Rabu 13 May 2020 23:38 WIB

Ini Persoalan Penerapan Program Merdeka Belajar di Daerah

Masih banyak daerah yang membuat peraturan ujian sekolah.

Rep: Inas Widyanuratikah/ Red: Ratna Puspita
Belajar (ilustrasi). Masih banyak daerah yang membuat peraturan ujian sekolah meski konsep merdeka belajar mendorong sekolah memiliki kebebasan untuk membuat bentuk ujian sekolah.
Foto: SLI
Belajar (ilustrasi). Masih banyak daerah yang membuat peraturan ujian sekolah meski konsep merdeka belajar mendorong sekolah memiliki kebebasan untuk membuat bentuk ujian sekolah.

REPUBLIKA.CO.ID, JAKARTA -- Direktur Jenderal Guru dan Tenaga Kependidikan (GTK) Kementerian Pendidikan dan Kebudayaan (Kemendikbud), Iwan Syahril menjelaskan persoalan pada penerapan program merdeka belajar di daerah. Ia mengatakan masih banyak daerah yang membuat peraturan ujian sekolah seperti yang sudah dilakukan tahun-tahun sebelumnya.

[Entri pelabelan kontur]
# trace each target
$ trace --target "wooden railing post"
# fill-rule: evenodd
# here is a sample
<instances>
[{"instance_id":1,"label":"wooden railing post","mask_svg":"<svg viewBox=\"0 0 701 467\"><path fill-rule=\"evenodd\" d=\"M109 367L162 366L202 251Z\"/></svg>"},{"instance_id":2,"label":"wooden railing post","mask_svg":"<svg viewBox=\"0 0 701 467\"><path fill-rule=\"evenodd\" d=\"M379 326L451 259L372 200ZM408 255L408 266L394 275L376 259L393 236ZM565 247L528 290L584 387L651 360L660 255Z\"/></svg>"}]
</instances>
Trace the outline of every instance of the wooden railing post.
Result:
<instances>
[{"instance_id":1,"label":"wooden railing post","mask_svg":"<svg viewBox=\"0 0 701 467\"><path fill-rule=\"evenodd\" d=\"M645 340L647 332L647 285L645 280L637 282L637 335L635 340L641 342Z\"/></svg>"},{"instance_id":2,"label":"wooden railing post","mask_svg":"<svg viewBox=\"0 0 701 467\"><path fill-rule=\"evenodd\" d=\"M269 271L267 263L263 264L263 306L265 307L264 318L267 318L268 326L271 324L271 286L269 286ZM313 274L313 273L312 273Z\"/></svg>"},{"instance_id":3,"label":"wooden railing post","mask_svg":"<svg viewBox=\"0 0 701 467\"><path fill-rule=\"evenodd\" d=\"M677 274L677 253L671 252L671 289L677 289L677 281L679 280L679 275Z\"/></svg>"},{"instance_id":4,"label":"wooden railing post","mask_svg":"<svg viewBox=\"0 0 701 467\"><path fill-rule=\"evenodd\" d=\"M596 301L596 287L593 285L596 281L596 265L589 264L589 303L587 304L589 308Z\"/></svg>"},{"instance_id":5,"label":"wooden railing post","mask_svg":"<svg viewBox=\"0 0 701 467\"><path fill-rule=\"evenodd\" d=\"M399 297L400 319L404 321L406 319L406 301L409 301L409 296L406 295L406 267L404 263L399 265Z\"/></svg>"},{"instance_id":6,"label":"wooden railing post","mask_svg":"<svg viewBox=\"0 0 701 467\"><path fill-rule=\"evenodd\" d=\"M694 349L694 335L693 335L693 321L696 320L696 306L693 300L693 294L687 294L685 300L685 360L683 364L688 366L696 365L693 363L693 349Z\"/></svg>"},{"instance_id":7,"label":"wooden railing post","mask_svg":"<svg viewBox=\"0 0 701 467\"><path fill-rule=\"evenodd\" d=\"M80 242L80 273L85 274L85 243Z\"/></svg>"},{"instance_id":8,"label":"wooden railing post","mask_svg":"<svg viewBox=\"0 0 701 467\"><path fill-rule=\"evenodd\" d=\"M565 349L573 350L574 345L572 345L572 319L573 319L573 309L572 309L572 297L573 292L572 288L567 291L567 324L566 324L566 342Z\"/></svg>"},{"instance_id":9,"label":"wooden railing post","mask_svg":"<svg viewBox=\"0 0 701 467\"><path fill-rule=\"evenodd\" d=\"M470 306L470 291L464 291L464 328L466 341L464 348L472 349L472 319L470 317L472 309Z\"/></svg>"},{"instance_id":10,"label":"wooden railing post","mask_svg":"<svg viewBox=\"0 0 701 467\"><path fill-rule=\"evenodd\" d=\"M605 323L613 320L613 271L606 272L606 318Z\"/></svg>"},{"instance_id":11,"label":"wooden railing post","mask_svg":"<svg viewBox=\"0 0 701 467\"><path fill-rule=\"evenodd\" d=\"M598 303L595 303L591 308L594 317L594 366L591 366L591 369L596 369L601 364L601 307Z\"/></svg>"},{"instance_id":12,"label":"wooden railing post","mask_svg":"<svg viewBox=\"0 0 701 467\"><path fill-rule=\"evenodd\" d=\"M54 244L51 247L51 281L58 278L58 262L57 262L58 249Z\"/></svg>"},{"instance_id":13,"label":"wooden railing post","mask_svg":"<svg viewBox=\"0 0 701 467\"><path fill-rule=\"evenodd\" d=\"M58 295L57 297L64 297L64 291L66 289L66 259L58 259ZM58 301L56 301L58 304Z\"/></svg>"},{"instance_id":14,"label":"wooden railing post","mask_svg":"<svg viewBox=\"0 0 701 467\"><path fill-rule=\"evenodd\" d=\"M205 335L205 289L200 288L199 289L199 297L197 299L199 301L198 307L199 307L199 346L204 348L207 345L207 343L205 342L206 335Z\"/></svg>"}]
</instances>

- [Daftar Tugas]
1: Tuliskan kembali dengan kata-kata yang persis sama bagian berita tentang Merdeka Belajar, mulai dari "Rep: Inas Widyanuratikah/" sampai dengan "dilakukan tahun-tahun sebelumnya.".
2: Teruskan berita tentang penerapan Merdeka Belajar di daerah, mulai setelah kalimat terakhirnya.

- [Jawaban]
1:
Rep: Inas Widyanuratikah/ Red: Ratna Puspita
Belajar (ilustrasi). Masih banyak daerah yang membuat peraturan ujian sekolah meski konsep merdeka belajar mendorong sekolah memiliki kebebasan untuk membuat bentuk ujian sekolah.
Foto: SLI
Belajar (ilustrasi). Masih banyak daerah yang membuat peraturan ujian sekolah meski konsep merdeka belajar mendorong sekolah memiliki kebebasan untuk membuat bentuk ujian sekolah.

REPUBLIKA.CO.ID, JAKARTA -- Direktur Jenderal Guru dan Tenaga Kependidikan (GTK) Kementerian Pendidikan dan Kebudayaan (Kemendikbud), Iwan Syahril menjelaskan persoalan pada penerapan program merdeka belajar di daerah. Ia mengatakan masih banyak daerah yang membuat peraturan ujian sekolah seperti yang sudah dilakukan tahun-tahun sebelumnya.

2:
Iwan mengatakan salah satu poin dalam program merdeka belajar yaitu soal ujian sekolah. Di dalam konsep merdeka belajar, sekolah diberikan kebebasan untuk membuat bentuk ujian sekolah.

Iwan memahami di lapangan, masih banyak yang belum siap menjalankan kebijakan merdeka belajar. "Memang sebuah realitas yang kita hadapi, perubahan mindset itu butuh waktu," kata Iwan dalam diskusi bersama Ikatan Guru Indonesia (IGI), Rabu (13/5). 

Esensi dari merdeka belajar sebenarnya adalah ownership atau rasa kepemilikan. Dengan demikian, pemerintah daerah dan satuan pendidikan diharapkan bisa melakukan hal yang sesuai dengan masalah yang dihadapi masing-masing. Sebab, setiap daerah dan satuan pendidikan menghadapi masalah yang berbeda-beda. 

Pada saat yang sama, ia menyadari ekosistem pendidikan di Indonesia masih membutuhkan panduan untuk merdeka. Terkait hal ini, Iwan menuturkan, Kemendikbud membuat panduan-panduan. 

Kendati demikian, panduan yang diberikan bukan berupa mandat yang wajib dilakukan. Namun, tujuan panduan adalah membantu pihak-pihak yang masih gamang dan tidak yakin menjalankan kebijakan merdeka belajar.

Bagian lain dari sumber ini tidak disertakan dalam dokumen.